▶ _Written request 1_:
Copy out the functional dispatch article word for word.

▶ _Source text_:
++++++

Functional Dispatch
Table of Contents
1. Introduction
I was working on the 2D rendering library Tiny Skia and was surprised to find a
little compiler and virtual machine for filling out a gradient. I was also
surprised that they compiled their sequence of instructions from an enum into
a sequence of function pointers.
This got me curious on why? Is it faster? More flexible?
Spoiler: For my use case and set of benchmarks, the more compact enum
implementation was generally faster. See the Results section.
Figure 1: A two-point radial gradient
1.1. Tiny Skia
Tiny Skia is a Rust library that handles 2D rendering on the CPU. It is fairly performant and powers resvg, the svg to png converter library/binary.
It has an interesting mechanism for computing gradients. Given a gradient spec,
Tiny Skia compiles to a Context to store parameters and a sequence of simple
enum values for each opcode/instruction. However, at runtime, the sequence of
enums is converted into a sequence of function pointers that run one after
another.

++++++

▶ _Written request 2_:
Rewrite the rows from the one containing "Each instance of the hillside" down to the one containing "[(32, 146), (10, 144)]", swapping "glass pane" for "window pane" and leaving everything else untouched. Return only those rows.

▶ _The records_:

++++++

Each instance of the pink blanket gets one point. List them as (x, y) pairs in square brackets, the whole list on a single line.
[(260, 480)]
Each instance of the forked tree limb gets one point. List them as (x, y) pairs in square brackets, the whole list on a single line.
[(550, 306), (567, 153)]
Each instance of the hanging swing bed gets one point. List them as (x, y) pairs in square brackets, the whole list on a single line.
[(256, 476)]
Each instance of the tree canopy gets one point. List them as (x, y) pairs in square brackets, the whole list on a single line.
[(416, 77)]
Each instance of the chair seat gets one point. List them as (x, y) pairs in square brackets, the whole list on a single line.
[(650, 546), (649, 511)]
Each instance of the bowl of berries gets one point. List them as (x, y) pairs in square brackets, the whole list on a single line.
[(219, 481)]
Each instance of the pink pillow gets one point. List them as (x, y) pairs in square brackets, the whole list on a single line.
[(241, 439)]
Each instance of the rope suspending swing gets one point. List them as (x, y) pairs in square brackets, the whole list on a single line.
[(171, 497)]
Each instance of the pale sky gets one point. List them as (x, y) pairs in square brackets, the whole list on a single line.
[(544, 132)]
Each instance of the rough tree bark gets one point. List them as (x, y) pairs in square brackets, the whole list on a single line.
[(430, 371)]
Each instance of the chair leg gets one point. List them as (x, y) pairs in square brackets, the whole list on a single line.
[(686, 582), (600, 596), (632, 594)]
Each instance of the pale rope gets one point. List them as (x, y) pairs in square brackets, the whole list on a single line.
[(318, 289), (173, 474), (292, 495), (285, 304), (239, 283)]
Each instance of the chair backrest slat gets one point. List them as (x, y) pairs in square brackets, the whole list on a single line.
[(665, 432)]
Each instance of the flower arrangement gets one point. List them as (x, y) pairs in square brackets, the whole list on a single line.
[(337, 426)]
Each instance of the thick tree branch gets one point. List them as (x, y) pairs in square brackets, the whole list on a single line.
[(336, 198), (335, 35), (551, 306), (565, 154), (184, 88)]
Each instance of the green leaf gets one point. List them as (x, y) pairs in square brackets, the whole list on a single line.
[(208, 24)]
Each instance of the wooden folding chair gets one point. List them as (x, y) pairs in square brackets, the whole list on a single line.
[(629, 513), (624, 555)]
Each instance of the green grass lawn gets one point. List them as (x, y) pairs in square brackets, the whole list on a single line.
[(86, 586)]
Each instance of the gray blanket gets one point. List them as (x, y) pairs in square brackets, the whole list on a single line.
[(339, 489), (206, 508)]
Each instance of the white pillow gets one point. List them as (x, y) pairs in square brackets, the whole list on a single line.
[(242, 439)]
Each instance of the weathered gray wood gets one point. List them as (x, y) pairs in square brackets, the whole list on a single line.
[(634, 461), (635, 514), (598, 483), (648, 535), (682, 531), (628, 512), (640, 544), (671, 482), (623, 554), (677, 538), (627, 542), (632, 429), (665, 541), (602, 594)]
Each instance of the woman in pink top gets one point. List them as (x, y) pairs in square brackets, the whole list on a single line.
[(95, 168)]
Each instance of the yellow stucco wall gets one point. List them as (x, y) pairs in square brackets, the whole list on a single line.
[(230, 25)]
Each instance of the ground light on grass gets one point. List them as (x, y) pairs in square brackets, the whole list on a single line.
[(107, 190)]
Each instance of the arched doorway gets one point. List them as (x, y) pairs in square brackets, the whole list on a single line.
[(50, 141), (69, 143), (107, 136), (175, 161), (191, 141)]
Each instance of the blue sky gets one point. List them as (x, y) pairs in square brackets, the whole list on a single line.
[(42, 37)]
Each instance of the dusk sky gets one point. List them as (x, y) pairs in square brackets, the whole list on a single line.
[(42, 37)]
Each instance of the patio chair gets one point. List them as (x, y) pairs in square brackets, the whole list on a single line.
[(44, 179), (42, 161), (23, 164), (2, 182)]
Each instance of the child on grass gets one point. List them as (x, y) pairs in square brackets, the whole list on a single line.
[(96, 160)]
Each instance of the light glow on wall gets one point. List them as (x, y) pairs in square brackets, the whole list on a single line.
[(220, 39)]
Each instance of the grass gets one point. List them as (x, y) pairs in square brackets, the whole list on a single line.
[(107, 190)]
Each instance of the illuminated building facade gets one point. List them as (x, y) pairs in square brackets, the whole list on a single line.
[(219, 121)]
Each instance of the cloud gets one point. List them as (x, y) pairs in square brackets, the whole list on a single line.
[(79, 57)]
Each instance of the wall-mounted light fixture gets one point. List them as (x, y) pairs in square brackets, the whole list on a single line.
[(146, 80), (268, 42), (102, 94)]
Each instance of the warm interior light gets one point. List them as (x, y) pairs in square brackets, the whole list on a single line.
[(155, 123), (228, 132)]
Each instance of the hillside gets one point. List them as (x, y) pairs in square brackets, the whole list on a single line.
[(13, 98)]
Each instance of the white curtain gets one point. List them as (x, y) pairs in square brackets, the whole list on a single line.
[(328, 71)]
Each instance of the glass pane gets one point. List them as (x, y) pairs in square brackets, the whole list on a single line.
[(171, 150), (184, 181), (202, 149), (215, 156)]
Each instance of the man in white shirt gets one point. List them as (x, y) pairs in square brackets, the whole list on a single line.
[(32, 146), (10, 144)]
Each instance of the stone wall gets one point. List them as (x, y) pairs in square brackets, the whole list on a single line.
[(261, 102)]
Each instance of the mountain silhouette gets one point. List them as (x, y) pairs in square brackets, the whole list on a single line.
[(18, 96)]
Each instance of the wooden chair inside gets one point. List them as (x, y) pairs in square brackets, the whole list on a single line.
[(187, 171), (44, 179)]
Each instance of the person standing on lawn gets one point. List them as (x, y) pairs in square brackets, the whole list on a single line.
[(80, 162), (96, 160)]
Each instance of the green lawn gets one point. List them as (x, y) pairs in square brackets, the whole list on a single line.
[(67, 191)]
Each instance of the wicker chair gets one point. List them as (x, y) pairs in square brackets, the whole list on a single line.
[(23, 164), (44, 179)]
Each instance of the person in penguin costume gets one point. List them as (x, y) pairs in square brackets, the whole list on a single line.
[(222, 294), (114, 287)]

++++++

▶ _Answer 1_:
Functional Dispatch
Table of Contents
1. Introduction
I was working on the 2D rendering library Tiny Skia and was surprised to find a
little compiler and virtual machine for filling out a gradient. I was also
surprised that they compiled their sequence of instructions from an enum into
a sequence of function pointers.
This got me curious on why? Is it faster? More flexible?
Spoiler: For my use case and set of benchmarks, the more compact enum
implementation was generally faster. See the Results section.
Figure 1: A two-point radial gradient
1.1. Tiny Skia
Tiny Skia is a Rust library that handles 2D rendering on the CPU. It is fairly performant and powers resvg, the svg to png converter library/binary.
It has an interesting mechanism for computing gradients. Given a gradient spec,
Tiny Skia compiles to a Context to store parameters and a sequence of simple
enum values for each opcode/instruction. However, at runtime, the sequence of
enums is converted into a sequence of function pointers that run one after
another.

▶ _Answer 2_:
Each instance of the hillside gets one point. List them as (x, y) pairs in square brackets, the whole list on a single line.
[(13, 98)]
Each instance of the white curtain gets one point. List them as (x, y) pairs in square brackets, the whole list on a single line.
[(328, 71)]
Each instance of the window pane gets one point. List them as (x, y) pairs in square brackets, the whole list on a single line.
[(171, 150), (184, 181), (202, 149), (215, 156)]
Each instance of the man in white shirt gets one point. List them as (x, y) pairs in square brackets, the whole list on a single line.
[(32, 146), (10, 144)]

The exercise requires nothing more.